■ Request ■
Recast everything from the line containing "green vegetation is?" down to the end of the entries as a numbered list, omitting any blank lines.

■ Rows from a box-labeling dataset ■
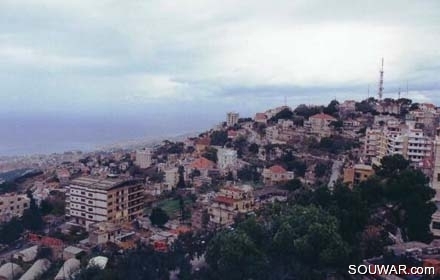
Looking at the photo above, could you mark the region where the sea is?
[0,116,213,157]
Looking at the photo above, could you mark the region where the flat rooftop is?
[71,177,139,190]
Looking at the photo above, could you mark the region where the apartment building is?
[343,164,374,186]
[217,148,237,171]
[135,149,153,169]
[364,122,433,165]
[226,112,239,126]
[304,113,337,137]
[363,128,382,162]
[0,193,30,223]
[431,128,440,200]
[66,177,144,229]
[208,185,255,226]
[163,167,179,191]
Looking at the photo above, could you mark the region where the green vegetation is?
[0,182,18,194]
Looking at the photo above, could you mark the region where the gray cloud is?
[0,0,440,117]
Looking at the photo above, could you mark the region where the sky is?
[0,0,440,123]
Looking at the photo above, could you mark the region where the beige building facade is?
[66,177,144,229]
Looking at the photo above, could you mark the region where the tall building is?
[226,112,239,126]
[432,128,440,201]
[135,148,153,169]
[66,177,144,229]
[363,128,382,162]
[217,148,237,171]
[0,193,30,222]
[372,122,433,165]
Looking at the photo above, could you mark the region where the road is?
[328,160,344,190]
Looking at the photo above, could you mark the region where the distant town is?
[0,95,440,280]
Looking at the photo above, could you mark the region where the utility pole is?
[377,57,383,100]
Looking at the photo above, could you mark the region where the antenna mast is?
[377,57,383,100]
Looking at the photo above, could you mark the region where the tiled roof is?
[191,157,215,169]
[196,137,211,146]
[214,195,235,205]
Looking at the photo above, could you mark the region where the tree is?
[248,143,260,154]
[323,100,339,115]
[150,207,169,227]
[376,154,409,176]
[22,192,44,231]
[281,178,302,191]
[206,230,268,280]
[210,130,228,146]
[315,162,329,178]
[270,108,293,122]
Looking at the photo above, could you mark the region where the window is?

■ Solution to the problem ■
1. Looking at the photo above, could you mark the region where the green vegetation is?
2. [0,182,18,194]
3. Looking at the photo above, could you mark the region where the gray cloud is?
4. [0,0,440,117]
5. Looking at the photo above, could you mark the region where the sky is?
6. [0,0,440,123]
7. Looking at the photo above, could you mark the region where the beige building facade is?
8. [66,177,144,229]
9. Looking at the photo above, could you mark the region where the tall building is?
10. [226,112,239,126]
11. [432,128,440,201]
12. [135,148,153,169]
13. [66,177,144,229]
14. [363,128,382,162]
15. [217,148,237,171]
16. [0,193,30,222]
17. [372,122,433,165]
18. Looking at the photo above, could you mark the region where the road is?
19. [328,160,344,190]
20. Looking at the photo above, could you mark the region where the distant town is?
21. [0,95,440,280]
22. Looking at the photo above, could you mark the region where the utility pole is?
23. [377,57,383,100]
24. Looking at the photo above, could you mark the region where the antenna mast is?
25. [377,57,383,100]
26. Looking at the photo above, could you mark the region where the tiled roof is?
27. [191,157,215,169]
28. [196,137,211,146]
29. [214,195,235,205]
30. Looking at the photo above, could you mark the region where the tree is?
31. [248,143,260,154]
32. [323,100,339,115]
33. [150,207,169,227]
34. [376,154,409,176]
35. [22,192,44,231]
36. [281,178,302,191]
37. [206,230,268,280]
38. [210,130,228,146]
39. [315,162,329,178]
40. [270,108,293,122]
41. Looking at the photo above, could you mark the region where the window is?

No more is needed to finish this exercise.